* Extract *
Mechanics of Fibrous Materials
Many biological materials are made of microscopic fibers that have small thickness compared to length. The mechanical behavior of fibrous materials is complicated, because it results from the collective action of the fibers, each of which can bend, stretch, and buckle in response to applied forces. We quantify the mechanics of fibrous materials at length scales ranging from the microscale of a fiber to the macroscale of the bulk material. Applications of this work are in understanding how cells sense and respond to their environment and in developing new materials having desirable properties such as low weight and resistance to fracture.
Imaging Fiber Alignment and Buckling During Loading
The mechanics of fibrous materials result from deformations of each fiber, but it is challenging to quantify the mechanics while simultaneously imaging the fibers. We have developed experimental methods to apply localized deformations to fibrous materials while simultaneously imaging the fibers to observe fiber alignment and buckling. Our method has provided important insights into the sources of nonlinearity and heterogeneity within fibrous materials.
Force Chains in Fibrous Materials
It is thought that tissue formation and progression of disease requires cells to reliably transmit forces over space, but the random structure of the fibrous materials in which the cells reside makes force transmission difficult to predict. We have studied how force transmission depends on the network structure and established that localized paths of force transmission, called force chains, are an important factor in nonlinear strain stiffening.
Strain Localization
For over a century, biologists have been interested in highly localized deformations in fibrous materials wherein the fibers align and become locally denser. These deformations result from forces produced by cells to the surrounding fibers and are thought to be important in tissue formation and cell migration. Using experiments that observe the fiber densification and quantify the local strain fields, we have shown that buckling of fibers is an important factor causing fiber densification and alignment.

[Image-based pointing data]
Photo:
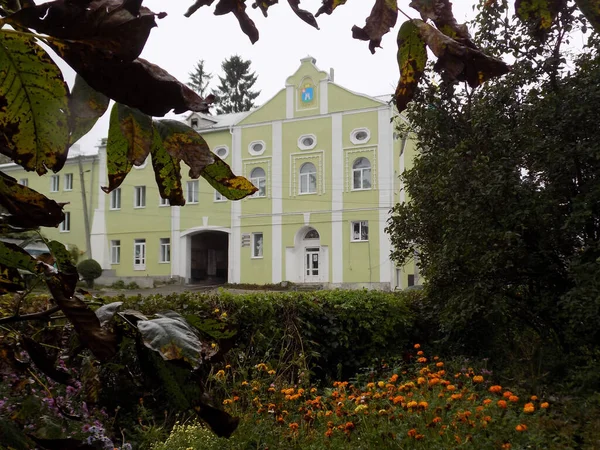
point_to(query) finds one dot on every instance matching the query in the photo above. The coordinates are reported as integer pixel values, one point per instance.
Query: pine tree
(234, 94)
(199, 79)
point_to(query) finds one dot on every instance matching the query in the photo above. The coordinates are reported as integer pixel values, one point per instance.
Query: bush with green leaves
(89, 270)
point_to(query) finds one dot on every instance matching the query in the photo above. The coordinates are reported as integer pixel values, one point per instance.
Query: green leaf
(382, 18)
(412, 57)
(130, 138)
(167, 171)
(34, 109)
(173, 338)
(26, 208)
(87, 106)
(591, 11)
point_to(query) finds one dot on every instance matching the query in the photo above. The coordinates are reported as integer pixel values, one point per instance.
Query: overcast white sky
(178, 42)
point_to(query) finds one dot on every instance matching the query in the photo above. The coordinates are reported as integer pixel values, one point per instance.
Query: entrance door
(311, 264)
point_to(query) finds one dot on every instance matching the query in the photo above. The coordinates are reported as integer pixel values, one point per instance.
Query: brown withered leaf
(382, 18)
(440, 12)
(264, 5)
(26, 208)
(303, 14)
(238, 8)
(111, 28)
(197, 5)
(328, 6)
(457, 61)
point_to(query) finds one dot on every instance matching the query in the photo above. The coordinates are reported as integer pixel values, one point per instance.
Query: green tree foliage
(199, 79)
(235, 93)
(503, 209)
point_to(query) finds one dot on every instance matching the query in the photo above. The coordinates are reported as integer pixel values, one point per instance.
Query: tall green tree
(235, 93)
(199, 79)
(504, 207)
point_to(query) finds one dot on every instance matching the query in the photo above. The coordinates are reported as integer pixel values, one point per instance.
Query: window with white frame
(259, 179)
(115, 199)
(54, 183)
(219, 197)
(191, 191)
(165, 250)
(361, 174)
(360, 231)
(65, 225)
(139, 254)
(308, 179)
(257, 245)
(139, 200)
(68, 186)
(115, 252)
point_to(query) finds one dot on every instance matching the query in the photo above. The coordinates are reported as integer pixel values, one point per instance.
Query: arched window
(259, 179)
(308, 179)
(361, 174)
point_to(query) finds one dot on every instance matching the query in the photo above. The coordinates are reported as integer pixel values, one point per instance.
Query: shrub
(89, 270)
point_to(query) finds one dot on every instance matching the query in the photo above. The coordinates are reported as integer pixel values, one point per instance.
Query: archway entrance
(209, 257)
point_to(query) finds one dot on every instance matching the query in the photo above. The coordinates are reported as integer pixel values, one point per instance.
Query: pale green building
(326, 161)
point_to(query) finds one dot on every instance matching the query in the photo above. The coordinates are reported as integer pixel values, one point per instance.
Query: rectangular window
(360, 231)
(192, 191)
(219, 197)
(115, 252)
(165, 250)
(54, 183)
(115, 199)
(139, 254)
(257, 245)
(68, 182)
(65, 225)
(140, 197)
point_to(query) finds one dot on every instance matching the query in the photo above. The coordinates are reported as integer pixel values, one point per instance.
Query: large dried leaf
(238, 8)
(167, 171)
(138, 84)
(591, 11)
(457, 61)
(86, 106)
(412, 57)
(538, 14)
(26, 208)
(174, 339)
(264, 5)
(440, 12)
(382, 18)
(197, 5)
(44, 362)
(34, 110)
(303, 14)
(99, 28)
(10, 279)
(328, 6)
(129, 141)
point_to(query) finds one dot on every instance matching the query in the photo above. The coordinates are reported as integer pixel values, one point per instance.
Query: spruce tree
(234, 93)
(199, 79)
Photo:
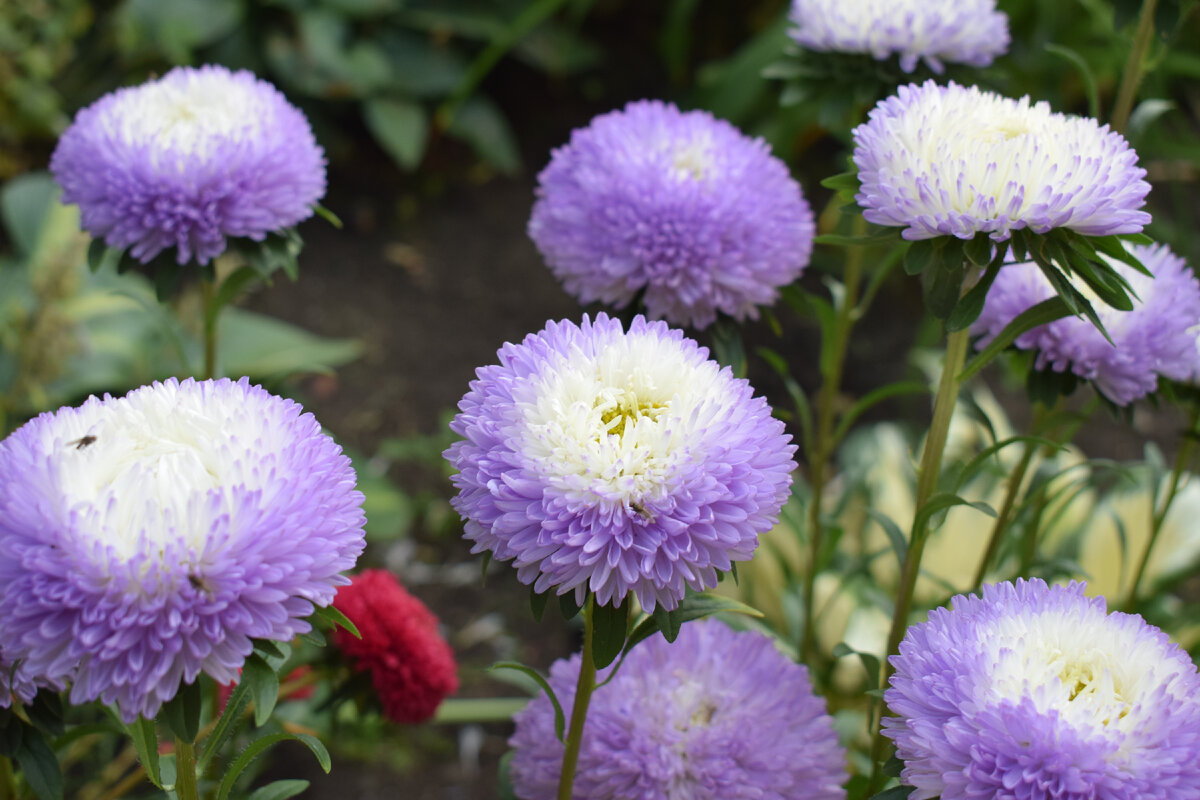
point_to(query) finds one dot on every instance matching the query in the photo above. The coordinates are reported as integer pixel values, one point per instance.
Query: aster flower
(1033, 691)
(955, 161)
(961, 31)
(148, 539)
(186, 161)
(673, 204)
(411, 666)
(617, 462)
(718, 715)
(1152, 340)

* Work instructions *
1 - For each statement about the text on fibrous materials, answer yes or no and quote the words of the text that decide it: (a) Force chains are described as an important factor in nonlinear strain stiffening. (b) Biologists have been interested in highly localized deformations in fibrous materials for less than a decade. (c) The microscopic fibers in many biological materials are thick compared to their length.
2 - Write the next part of the text on fibrous materials, starting after its last sentence.
The listing is not needed for the work that comes next.

* Outputs by task *
1 -
(a) Yes: "established that localized paths of force transmission, called force chains, are an important factor in nonlinear strain stiffening"
(b) No: "For over a century, biologists have been interested in highly localized deformations in fibrous materials"
(c) No: "microscopic fibers that have small thickness compared to length"

2 -
Physics of Collective Cell Migration
We are studying the physics of collective migration, focusing on the relationship between cell forces and motion. In particular, we are interested in what factors lead to production of cell forces in space and time and how cell forces are transmitted to the cell’s neighbors and the surrounding environment. We experimentally measure both forces and motion, and we frequently compare our experiments to predictions from physics-based models.
Force and Motion in Model Systems for Wound Healing
During wound healing, cells must migrate collectively to cover the wound area. We mimic this collective cell migration process in the lab using experiments like the one in the movie below, showing expansion of a cell collective along with the cell-substrate and cell-cell forces.
Multicellular Coordination of Motion
Shown in the movie is a sheet of cells moving collectively. The arrows indicate the cell velocities, and the colors indicate the direction. Clusters of cells can be seen with arrows of the same color, indicating groups of cells that move together within the larger collective. We are interested in how cells communicate with their neighbors to produce these collective groups and how the size of the collective groups affects wound healing and essential processes in tissue development.
Cell Alignment and Topological Defects
Some epithelial cell types are elongated rather than circular. To cover all available space, the cells must align with their neighbors. Flaws in the alignment are called topological defects. It is not yet clear how alignment and defects affect the stress state within the cell layer. We are experimentally measuring the stresses along with the cell motion, which gives valuable data for comparison to physics-based models that predict how the alignment and defects affect cell migration.